> **AUSZUG**:
************

Historische Rückblicke aus dem Stadtarchiv
Vor 100 Jahren ... (Januar 1920) Auszüge aus dem Hohenstein-Ernstthaler Tageblatt
70. Jahrgang (1920) (Rechtschreibung im Original)
02. Januar 1920
10. Januar 1920
Einbrecher statteten diese Nacht der Firma Gerling & Rockstroh einen unerwünschten Besuch ab. Sie öffneten mittels Nachschlüssel die Ladentür und entwendeten eine Menge Zuckerwaren. Wahrscheinlich um das Geschäft vor weiterem Berauben zu „schützen“, verschlossen die Eindringlinge die Tür nach der Tat wieder, allerdings derart, daß heute früh nicht einmal die Bediensteten das Schloß zu öffnen vermochten. Das Woher und Wohin der Diebe blieb unvermittelt.

************

> **BEREITGESTELLTE DATEN**:
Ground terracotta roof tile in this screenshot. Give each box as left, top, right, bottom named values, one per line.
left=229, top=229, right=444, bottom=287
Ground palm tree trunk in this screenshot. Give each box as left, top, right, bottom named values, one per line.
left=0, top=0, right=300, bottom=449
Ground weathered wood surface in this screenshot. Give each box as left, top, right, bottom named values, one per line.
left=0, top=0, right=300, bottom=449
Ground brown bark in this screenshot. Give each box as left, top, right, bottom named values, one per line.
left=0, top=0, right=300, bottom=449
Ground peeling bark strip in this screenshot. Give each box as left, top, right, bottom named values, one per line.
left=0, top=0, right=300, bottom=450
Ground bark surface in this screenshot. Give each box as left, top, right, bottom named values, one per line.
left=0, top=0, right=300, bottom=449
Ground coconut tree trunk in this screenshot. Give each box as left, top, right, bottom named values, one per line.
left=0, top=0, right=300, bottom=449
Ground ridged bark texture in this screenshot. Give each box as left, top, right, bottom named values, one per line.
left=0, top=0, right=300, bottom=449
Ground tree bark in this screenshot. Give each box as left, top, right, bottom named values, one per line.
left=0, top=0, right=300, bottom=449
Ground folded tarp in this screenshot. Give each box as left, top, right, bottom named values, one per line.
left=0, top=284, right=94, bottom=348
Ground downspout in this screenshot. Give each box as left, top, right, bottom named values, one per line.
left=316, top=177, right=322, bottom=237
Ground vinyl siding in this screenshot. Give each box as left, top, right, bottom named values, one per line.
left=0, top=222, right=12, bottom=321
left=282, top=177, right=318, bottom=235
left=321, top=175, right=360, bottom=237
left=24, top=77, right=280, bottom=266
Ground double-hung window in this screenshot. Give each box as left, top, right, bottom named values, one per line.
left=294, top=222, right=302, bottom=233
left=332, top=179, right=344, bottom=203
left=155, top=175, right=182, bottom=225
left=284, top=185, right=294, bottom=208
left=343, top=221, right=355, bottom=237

************

> **AUFGABE**:
Schreibe den Auszug aus dem Stadtarchiv vollständig und Zeichen für Zeichen ab.

> **GELÖSTE AUFGABE**:
Historische Rückblicke aus dem Stadtarchiv
Vor 100 Jahren ... (Januar 1920) Auszüge aus dem Hohenstein-Ernstthaler Tageblatt
70. Jahrgang (1920) (Rechtschreibung im Original)
02. Januar 1920
10. Januar 1920
Einbrecher statteten diese Nacht der Firma Gerling & Rockstroh einen unerwünschten Besuch ab. Sie öffneten mittels Nachschlüssel die Ladentür und entwendeten eine Menge Zuckerwaren. Wahrscheinlich um das Geschäft vor weiterem Berauben zu „schützen“, verschlossen die Eindringlinge die Tür nach der Tat wieder, allerdings derart, daß heute früh nicht einmal die Bediensteten das Schloß zu öffnen vermochten. Das Woher und Wohin der Diebe blieb unvermittelt.